» REQUEST: Repeat the lines that follow, leaving nothing out.

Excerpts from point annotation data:
>>>>

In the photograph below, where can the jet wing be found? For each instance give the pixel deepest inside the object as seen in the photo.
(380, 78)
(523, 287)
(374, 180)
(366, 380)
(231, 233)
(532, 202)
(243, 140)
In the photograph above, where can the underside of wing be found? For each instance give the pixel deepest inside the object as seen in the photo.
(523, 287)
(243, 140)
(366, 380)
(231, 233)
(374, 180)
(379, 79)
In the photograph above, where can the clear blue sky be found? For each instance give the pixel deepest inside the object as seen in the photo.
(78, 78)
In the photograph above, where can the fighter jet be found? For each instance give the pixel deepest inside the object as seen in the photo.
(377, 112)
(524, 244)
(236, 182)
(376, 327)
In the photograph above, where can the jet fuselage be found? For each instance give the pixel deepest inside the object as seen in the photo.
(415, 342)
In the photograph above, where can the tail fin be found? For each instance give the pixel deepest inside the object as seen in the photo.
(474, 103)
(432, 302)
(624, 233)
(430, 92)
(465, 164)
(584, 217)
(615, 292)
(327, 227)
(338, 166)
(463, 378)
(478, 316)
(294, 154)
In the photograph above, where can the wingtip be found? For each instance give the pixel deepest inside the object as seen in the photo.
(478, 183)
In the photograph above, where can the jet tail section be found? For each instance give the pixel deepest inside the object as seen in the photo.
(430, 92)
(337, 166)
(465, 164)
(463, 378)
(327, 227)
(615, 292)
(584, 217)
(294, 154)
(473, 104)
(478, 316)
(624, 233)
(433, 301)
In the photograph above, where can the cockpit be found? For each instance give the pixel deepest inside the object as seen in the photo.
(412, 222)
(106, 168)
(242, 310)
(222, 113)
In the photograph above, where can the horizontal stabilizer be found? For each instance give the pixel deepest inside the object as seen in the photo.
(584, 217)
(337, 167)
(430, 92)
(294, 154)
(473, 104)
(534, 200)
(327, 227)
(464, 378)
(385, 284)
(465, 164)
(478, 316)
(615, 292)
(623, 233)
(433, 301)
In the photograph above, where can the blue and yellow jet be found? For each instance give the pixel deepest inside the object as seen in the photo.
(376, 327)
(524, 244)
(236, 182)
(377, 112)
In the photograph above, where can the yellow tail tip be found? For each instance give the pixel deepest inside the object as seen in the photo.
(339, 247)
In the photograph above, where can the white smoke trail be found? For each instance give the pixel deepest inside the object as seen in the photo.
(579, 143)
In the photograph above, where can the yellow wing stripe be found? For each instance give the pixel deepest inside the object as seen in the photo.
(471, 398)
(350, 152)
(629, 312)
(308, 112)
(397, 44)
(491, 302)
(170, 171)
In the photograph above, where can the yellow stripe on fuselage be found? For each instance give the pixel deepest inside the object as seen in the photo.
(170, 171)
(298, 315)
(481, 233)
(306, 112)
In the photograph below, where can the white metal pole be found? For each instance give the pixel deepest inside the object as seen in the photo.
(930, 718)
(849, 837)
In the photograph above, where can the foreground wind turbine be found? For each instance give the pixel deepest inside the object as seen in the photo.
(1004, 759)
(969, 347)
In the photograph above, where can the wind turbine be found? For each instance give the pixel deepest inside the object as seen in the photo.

<<<<

» FULL RESPONSE:
In the photograph below, where can the jet wing be found? For each instance give the pixel deepest inside the object as seen in the photo.
(380, 78)
(523, 287)
(374, 180)
(366, 380)
(231, 233)
(532, 202)
(243, 140)
In the photograph above, where can the underside of wing be found? For each instance give the pixel deepest inside the object as seen in the photo.
(523, 287)
(243, 140)
(366, 380)
(231, 233)
(374, 180)
(379, 79)
In the photograph above, where can the clear blue sky be found? For each instance give the pixel deepest inside the object as seen in the photo.
(78, 78)
In the photograph above, where can the fighter jet be found? For each instance give the pixel deepest inside the object as seen in the photo.
(377, 112)
(524, 244)
(236, 182)
(376, 327)
In the photograph above, where can the jet fuselage be found? For each instance give the pixel deepest inside the object as seen in the photo.
(415, 342)
In the photograph above, where can the tail fin be found? For each instance give the pixel deepest inside the object as seen in the photo.
(474, 103)
(432, 302)
(624, 233)
(430, 92)
(465, 164)
(584, 217)
(615, 292)
(327, 227)
(338, 166)
(463, 378)
(478, 316)
(294, 154)
In the photograph above, where can the wingtip be found? For each instance give the pixel deepest inside the object as seen in the photo.
(478, 183)
In the photograph above, where can the jet tail section be found? For each instance give the pixel deepest inside the object as seen in the photo.
(430, 92)
(337, 166)
(465, 164)
(463, 378)
(327, 227)
(615, 292)
(584, 217)
(294, 154)
(473, 104)
(478, 316)
(624, 233)
(433, 301)
In the photograph above, where can the cockpit be found? For each instance give the pixel deepest inside the object as seen in the photo.
(412, 222)
(106, 168)
(242, 310)
(222, 113)
In the photograph above, where can the horizontal stabilizer be found? For each instance give the pixel deepest inside the object as seen in the photo.
(584, 217)
(337, 167)
(430, 92)
(294, 154)
(473, 104)
(534, 200)
(327, 227)
(464, 378)
(385, 284)
(465, 164)
(478, 316)
(615, 292)
(623, 233)
(433, 301)
In the photograph above, where can the blue and yellow jet be found? For each instance give the pixel deepest inside the object as seen in the photo.
(376, 327)
(524, 244)
(236, 182)
(377, 112)
In the photograph above, where can the yellow tail tip be found? For each instance give the pixel deepest inside the object as seen in the photo.
(339, 247)
In the photograph above, where can the white smoke trail be found? For each instance give the pixel deepest inside the object as seen in the photo.
(579, 143)
In the photograph above, where can the yellow wing stripe be found? For each instance give the pixel deepest inside the object as seen in the photo.
(471, 398)
(350, 152)
(629, 312)
(308, 112)
(397, 44)
(491, 302)
(170, 171)
In the photograph above, where can the yellow stripe on fuselage be found? For each instance give the pixel deepest inside the object as seen in the photo.
(170, 171)
(298, 315)
(481, 233)
(306, 112)
In the photograph below, where can the white metal pole be found? For each instance give the pixel deepest inside the object as seen in the photo.
(930, 718)
(849, 837)
In the photograph above, where can the foreground wind turbine be found? For each instance give the pixel deepest inside the object as seen in the photo.
(1004, 759)
(969, 347)
In the photograph above, where can the wind turbine be found? For each instance give the pixel deepest inside the object as seen in the photo.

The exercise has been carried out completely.